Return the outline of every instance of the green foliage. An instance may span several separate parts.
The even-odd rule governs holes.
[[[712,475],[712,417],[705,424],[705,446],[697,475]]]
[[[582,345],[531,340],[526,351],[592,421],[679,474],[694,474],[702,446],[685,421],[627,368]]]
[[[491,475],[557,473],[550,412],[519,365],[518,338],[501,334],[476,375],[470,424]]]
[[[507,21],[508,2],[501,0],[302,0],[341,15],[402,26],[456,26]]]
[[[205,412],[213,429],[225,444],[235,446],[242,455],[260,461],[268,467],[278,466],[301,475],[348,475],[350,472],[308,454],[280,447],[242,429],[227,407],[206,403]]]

◆ **Task statement**
Rewrite the items above, substituting "leafy vegetation" for "green foliage" and leaving every other character unchanged.

◆ **Response below**
Return the outline of every instance of the leafy vegetation. An instance may span several separate parts.
The even-odd rule governs holes.
[[[712,475],[712,417],[705,424],[705,446],[697,475]]]
[[[582,345],[531,340],[526,351],[592,421],[679,474],[694,474],[702,446],[685,421],[627,368]]]
[[[491,475],[557,473],[550,412],[519,365],[518,338],[501,334],[476,375],[470,424]]]
[[[507,21],[508,2],[501,0],[302,0],[341,15],[402,26],[456,26]]]
[[[205,412],[213,429],[225,444],[235,446],[242,455],[260,461],[268,467],[278,466],[301,475],[348,475],[350,472],[308,454],[280,447],[242,429],[227,407],[206,403]]]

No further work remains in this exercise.